Take the records underneath and set them down exactly.
##########
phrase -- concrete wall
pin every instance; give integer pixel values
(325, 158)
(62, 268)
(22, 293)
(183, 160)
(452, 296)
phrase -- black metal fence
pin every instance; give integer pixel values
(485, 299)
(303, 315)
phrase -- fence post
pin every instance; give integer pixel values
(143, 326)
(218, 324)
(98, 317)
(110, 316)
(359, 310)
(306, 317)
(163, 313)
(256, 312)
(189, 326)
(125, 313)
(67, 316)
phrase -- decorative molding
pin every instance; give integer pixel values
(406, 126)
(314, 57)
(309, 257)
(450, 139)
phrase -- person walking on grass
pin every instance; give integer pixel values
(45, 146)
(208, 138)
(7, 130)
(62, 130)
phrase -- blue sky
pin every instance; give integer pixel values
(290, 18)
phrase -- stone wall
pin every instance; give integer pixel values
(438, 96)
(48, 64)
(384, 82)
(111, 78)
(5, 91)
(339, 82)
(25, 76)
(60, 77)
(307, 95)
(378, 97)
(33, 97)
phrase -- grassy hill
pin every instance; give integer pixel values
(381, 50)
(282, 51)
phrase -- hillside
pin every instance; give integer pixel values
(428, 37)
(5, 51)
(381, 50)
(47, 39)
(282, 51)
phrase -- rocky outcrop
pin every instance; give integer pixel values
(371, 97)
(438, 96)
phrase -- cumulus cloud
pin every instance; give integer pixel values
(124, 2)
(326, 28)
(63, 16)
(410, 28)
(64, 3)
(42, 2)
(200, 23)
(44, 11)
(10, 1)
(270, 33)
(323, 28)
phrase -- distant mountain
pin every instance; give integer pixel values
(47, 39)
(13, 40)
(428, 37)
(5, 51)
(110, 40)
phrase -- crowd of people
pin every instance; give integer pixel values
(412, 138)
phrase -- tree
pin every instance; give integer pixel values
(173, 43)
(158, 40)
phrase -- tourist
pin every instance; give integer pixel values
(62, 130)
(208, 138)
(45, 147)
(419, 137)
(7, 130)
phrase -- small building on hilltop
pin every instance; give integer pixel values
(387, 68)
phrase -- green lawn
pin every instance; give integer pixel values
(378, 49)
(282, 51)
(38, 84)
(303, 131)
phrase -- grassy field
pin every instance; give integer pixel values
##########
### The reply
phrase -- concrete wall
pin every instance; give integer pixel values
(325, 158)
(62, 268)
(22, 293)
(183, 160)
(452, 296)
phrase -- black metal fence
pin every instance; give integer pixel values
(485, 299)
(303, 315)
phrase -- fence post
pin every instance; give integer pixel values
(143, 326)
(218, 324)
(98, 317)
(110, 316)
(359, 310)
(306, 317)
(163, 313)
(256, 312)
(189, 326)
(125, 313)
(67, 316)
phrase -- decorative molding
pin every instance; give integer pixel values
(406, 126)
(314, 57)
(309, 257)
(450, 139)
phrase -- person walking on grass
pin every instance; give integer pixel values
(45, 146)
(208, 138)
(7, 130)
(62, 130)
phrase -- blue sky
pin every instance; give integer pixel values
(290, 18)
phrase -- stone wall
pin every instance; give integer pixel values
(438, 96)
(48, 64)
(384, 82)
(111, 78)
(5, 91)
(339, 82)
(25, 76)
(60, 77)
(307, 95)
(378, 97)
(33, 97)
phrase -- grassy hill
pin every instance; give integer pixel values
(381, 50)
(282, 51)
phrase -- hillside
pin every instance; give integer pixel values
(428, 37)
(5, 51)
(381, 50)
(47, 39)
(282, 51)
phrase -- rocky outcrop
pin every instance; give integer pixel values
(371, 97)
(438, 96)
phrase -- cumulus cloud
pin every instance; give integer pixel values
(124, 2)
(326, 28)
(63, 16)
(410, 28)
(64, 3)
(42, 2)
(200, 23)
(44, 11)
(10, 1)
(270, 33)
(323, 28)
phrase -- distant mountain
pin every instance; give integer pixel values
(47, 39)
(13, 40)
(428, 37)
(5, 51)
(110, 40)
phrase -- crowd of people
pin every instance; give integer pixel values
(412, 138)
phrase -- tree
pin every instance; give integer pixel values
(173, 43)
(158, 40)
phrase -- tourist
pin every instance; give integer pixel values
(62, 130)
(208, 138)
(45, 147)
(419, 137)
(7, 130)
phrase -- small building on hilltop
pin every instance; give integer pixel values
(387, 68)
phrase -- green lawn
pin every instance; give integer pixel values
(378, 49)
(282, 51)
(38, 84)
(303, 131)
phrase -- grassy field
pin every instance; give integer pixel values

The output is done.